• _Text excerpt_
○ ○ ○

Examining the Event Handlers in the Design View

When you double-click a control in the Design view, a click event handler is created and a method is inserted in the generated code. You created the Button1_Click event handler in this way.

You can rename the event handler and add and delete others.

Note: You must do this in the Design view and not in your application code. If you do it in the code, it might get overwritten when the code is regenerated from the design.

To change the name of the event handler:

  1. Display the Design view. One way to do this is to select the page or form in Solution Explorer, and then click View Designer.
  2. Select the Say Hello button.
  3. In the Properties pane, display the events, by clicking Events button.

    (The events are found in the Action section of this pane.) You can scroll through the events to see what is available.

  4. Change the name of the click event handler to readButton1_Click then press Enter.

    This adds a new method for readButton1_Click in Form1.cbl.

  5. Display the Design view again.
  6. Check the event handlers for Say Hello button.

    Note that there are now two click event handlers for the button in the drop-down list. You need to remove button1_Click event handler and move its functionality to readButton1_Click.

○ ○ ○

[Stored items]

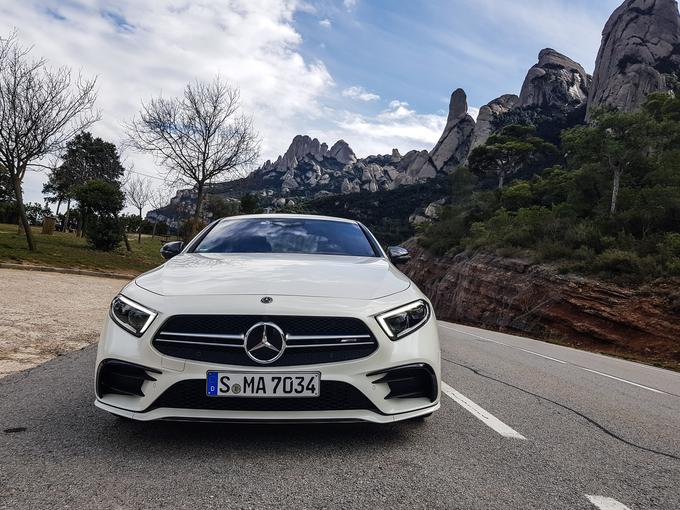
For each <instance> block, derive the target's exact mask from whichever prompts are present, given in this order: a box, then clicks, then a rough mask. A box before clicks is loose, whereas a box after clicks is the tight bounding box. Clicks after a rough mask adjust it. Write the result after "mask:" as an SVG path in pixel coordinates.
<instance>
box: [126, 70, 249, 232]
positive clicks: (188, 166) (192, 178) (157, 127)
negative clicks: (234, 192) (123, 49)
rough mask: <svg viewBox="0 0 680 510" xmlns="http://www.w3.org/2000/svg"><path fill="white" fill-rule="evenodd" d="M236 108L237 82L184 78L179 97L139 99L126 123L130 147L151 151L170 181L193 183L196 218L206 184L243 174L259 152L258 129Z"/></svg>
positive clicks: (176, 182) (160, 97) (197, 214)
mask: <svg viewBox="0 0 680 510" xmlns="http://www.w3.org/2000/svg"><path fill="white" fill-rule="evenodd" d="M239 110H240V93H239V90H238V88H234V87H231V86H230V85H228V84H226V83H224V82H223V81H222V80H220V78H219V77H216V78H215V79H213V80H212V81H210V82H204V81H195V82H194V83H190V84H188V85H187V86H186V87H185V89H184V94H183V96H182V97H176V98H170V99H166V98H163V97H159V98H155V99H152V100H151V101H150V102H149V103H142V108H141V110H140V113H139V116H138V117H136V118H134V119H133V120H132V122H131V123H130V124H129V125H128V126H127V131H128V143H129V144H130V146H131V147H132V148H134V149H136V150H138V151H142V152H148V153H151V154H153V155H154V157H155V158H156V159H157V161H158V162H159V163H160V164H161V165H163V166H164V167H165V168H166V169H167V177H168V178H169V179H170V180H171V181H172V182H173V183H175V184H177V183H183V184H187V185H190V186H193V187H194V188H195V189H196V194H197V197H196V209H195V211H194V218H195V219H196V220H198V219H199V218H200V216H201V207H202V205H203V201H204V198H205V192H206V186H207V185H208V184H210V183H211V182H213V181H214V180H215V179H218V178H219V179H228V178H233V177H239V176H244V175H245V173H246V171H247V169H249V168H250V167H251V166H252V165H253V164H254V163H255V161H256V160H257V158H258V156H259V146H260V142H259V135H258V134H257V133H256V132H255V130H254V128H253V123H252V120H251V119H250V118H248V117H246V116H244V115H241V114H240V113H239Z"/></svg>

○ ○ ○

• _Work item A_
Answer these questions from the text on event handlers in the Design view:
(i) What happens when you double-click a control in the Design view?
(ii) Why should an event handler be renamed in the Design view rather than in the application code?
(iii) In which section of the Properties pane are the events found?
• _Work item B_
Extend the text on event handlers in the Design view beyond its final sentence.

• _Reply A_
(i) A click event handler is created, and a method is inserted in the generated code.
(ii) If you do it in the code, it might get overwritten when the code is regenerated from the design.
(iii) The Action section.

• _Reply B_
  7. Edit Form1.cbl and move the following code from the method for button1_Click to the procedure division of the method for readButton1_Click:
    set self::label1::Text to "Hello World!"
  8. Delete the method for button1_Click and save the file.
  9. Display the Design view again.
  10. There is now only one click event handler for Say Hello button - readButton1_Click.

Similarly, if you double-click a control by mistake (say on the label control), you generate an unwanted event handler. You cannot simply delete this event handler in the code view, because some event handler code is also in the design. Instead you need to delete the event handler in the design view. Do this in much the same way as you edited the name of the event handler, but instead delete the name.

Changing the Startup Form

This section adds another form and uses this as the startup form.

Notice that the form you created was called Form1. This form is opened when you run the application. If you rename the form, you also need to change the name of the form that starts the application. Similarly, if you delete this form, you need to specify another form as the startup form.

To demonstrate this, add another form and use this as the startup form, as follows:

  1. Create a second form similar to the first, as follows:
    1. Right-click the project in Solution Explorer.
    2. Click Add > New item.
    3. In the Add New Item dialog, expand Installed, COBOL Items and then click Windows Forms.
    4. Choose Windows Form and specify a name for the form, such as "HelloAgain."
    5. Click Add.
    6. Paint the form however you wish and add an event handler. You could paint a form similar to the Hello World one, but with slightly different text, such as "Hello again."
  2. Set the main form to the new form, by editing the lines that define and create the main form in the program main.cbl, as follows:
    1. Double-click Main.cbl in Solution Explorer.
    2. In the local-storage section, change from:
      01 mainForm type WinHello.Form1.


      01 mainForm type WinHello.HelloAgain.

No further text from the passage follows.